__Task goal__: Pull out, word for word, the items from the line with "Isolate the orange pumpkin bucket." to the line with "[250,94,335,151]", including both of those lines.

__Dataset entries__:
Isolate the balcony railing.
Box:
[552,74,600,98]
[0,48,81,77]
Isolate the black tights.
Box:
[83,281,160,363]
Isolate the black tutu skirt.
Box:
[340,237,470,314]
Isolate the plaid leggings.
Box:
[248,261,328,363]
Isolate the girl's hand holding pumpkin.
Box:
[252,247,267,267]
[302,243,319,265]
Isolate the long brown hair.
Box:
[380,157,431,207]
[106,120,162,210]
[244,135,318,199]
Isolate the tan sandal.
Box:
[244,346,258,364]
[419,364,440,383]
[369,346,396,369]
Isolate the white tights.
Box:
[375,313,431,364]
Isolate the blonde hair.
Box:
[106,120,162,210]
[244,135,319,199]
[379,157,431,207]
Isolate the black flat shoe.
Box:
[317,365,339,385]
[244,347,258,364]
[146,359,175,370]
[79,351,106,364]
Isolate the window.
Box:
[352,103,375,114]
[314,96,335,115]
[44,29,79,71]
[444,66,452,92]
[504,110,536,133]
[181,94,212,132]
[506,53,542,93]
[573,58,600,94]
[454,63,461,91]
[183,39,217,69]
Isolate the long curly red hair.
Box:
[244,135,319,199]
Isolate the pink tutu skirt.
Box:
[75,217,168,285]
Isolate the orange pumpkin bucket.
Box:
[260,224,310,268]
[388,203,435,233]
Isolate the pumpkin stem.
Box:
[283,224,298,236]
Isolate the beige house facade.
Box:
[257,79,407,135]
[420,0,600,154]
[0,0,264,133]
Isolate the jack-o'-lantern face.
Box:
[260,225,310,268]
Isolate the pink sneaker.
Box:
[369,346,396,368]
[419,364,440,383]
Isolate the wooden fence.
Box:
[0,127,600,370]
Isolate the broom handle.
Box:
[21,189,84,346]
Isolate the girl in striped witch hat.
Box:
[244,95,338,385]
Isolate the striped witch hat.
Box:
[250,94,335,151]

==

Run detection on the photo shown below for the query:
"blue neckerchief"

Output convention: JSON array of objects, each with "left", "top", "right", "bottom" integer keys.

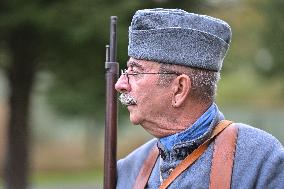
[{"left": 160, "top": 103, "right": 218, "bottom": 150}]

__Solution for this task__:
Isolate the orange pumpkin bucket.
Box:
[260,224,310,268]
[388,203,435,233]
Isolate the pumpkin stem.
Box:
[283,224,298,236]
Isolate the beige house facade.
Box:
[257,79,407,135]
[420,0,600,154]
[0,0,264,133]
Isolate the jack-o'-lantern face.
Box:
[260,225,310,268]
Isolate the pink sneaker.
Box:
[369,346,396,368]
[419,364,440,383]
Isolate the wooden fence.
Box:
[0,127,600,370]
Isolate the broom handle.
Box:
[21,189,84,346]
Isolate the girl in striped witch hat.
Box:
[244,95,338,385]
Isolate the striped witch hat.
Box:
[250,94,335,151]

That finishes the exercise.